Task description ->
Your task is to extract the lines from the one holding "Please identify the white sink" through the end of the material. Set them down exactly and add nothing.

Part of a data file ->
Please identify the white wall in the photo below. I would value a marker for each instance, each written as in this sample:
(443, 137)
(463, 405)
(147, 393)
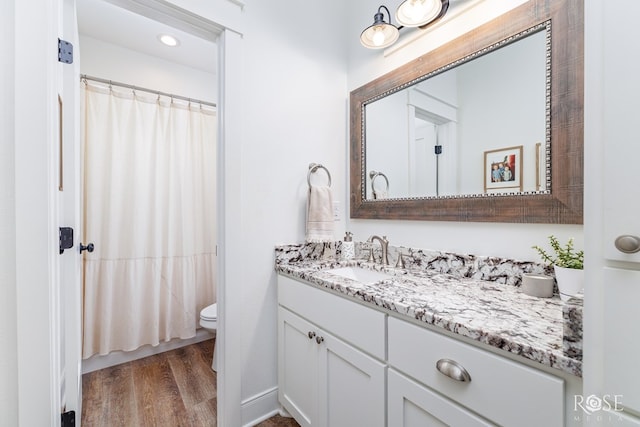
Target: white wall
(296, 102)
(476, 238)
(108, 61)
(8, 325)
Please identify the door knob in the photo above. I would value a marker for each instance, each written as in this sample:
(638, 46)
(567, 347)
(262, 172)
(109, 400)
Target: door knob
(88, 248)
(628, 244)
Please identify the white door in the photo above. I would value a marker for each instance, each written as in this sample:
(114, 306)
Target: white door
(612, 204)
(621, 284)
(298, 367)
(47, 383)
(70, 319)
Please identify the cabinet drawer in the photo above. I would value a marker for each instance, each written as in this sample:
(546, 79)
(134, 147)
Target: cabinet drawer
(501, 390)
(362, 327)
(413, 405)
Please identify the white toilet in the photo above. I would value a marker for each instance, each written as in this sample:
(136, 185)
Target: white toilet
(209, 321)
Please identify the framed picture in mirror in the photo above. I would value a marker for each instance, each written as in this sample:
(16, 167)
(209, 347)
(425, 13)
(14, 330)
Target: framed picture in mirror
(503, 169)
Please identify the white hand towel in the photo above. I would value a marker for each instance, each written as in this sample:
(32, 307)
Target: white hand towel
(319, 215)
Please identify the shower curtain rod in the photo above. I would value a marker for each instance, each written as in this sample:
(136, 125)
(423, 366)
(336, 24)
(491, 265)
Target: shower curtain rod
(155, 92)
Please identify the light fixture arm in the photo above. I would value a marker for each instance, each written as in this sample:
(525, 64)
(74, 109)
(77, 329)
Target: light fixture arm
(382, 34)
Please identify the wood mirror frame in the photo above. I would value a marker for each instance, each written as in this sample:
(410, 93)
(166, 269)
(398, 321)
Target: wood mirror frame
(564, 204)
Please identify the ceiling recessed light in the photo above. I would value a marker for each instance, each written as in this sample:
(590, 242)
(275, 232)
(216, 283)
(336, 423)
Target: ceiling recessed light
(168, 40)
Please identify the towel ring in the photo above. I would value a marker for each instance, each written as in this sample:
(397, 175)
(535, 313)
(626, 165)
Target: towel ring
(313, 167)
(373, 175)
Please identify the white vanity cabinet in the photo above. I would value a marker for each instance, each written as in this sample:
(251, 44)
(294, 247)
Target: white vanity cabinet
(341, 363)
(500, 390)
(322, 380)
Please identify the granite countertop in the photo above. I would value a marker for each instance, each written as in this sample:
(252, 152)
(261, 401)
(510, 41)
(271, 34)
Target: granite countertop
(492, 313)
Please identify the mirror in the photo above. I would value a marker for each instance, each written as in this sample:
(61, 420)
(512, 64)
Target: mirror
(461, 116)
(486, 128)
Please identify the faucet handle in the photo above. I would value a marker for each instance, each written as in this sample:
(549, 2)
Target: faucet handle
(371, 257)
(400, 263)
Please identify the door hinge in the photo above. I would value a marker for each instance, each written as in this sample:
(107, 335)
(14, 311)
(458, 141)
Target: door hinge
(65, 51)
(68, 419)
(66, 238)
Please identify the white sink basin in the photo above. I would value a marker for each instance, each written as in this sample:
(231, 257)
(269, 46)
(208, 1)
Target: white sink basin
(361, 275)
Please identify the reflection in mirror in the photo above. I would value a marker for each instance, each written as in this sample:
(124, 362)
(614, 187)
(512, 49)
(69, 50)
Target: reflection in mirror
(450, 132)
(457, 184)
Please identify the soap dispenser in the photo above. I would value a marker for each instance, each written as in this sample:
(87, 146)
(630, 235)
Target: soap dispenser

Result ->
Please identify the white sink basin in the photo above. I would value a marker for each instance, each written as in this sample:
(231, 257)
(269, 46)
(208, 1)
Target: white sink basin
(361, 275)
Please identify the reflection in mirror in the photo above. I would value a marker for each instance, each written as in this sample:
(124, 362)
(614, 187)
(512, 49)
(69, 50)
Target: reflection in mirror
(450, 132)
(457, 184)
Please identify the soap dispenser in the photo above. I would value a marker for each instance, each written as in this sample:
(87, 146)
(630, 235)
Target: soap dispenser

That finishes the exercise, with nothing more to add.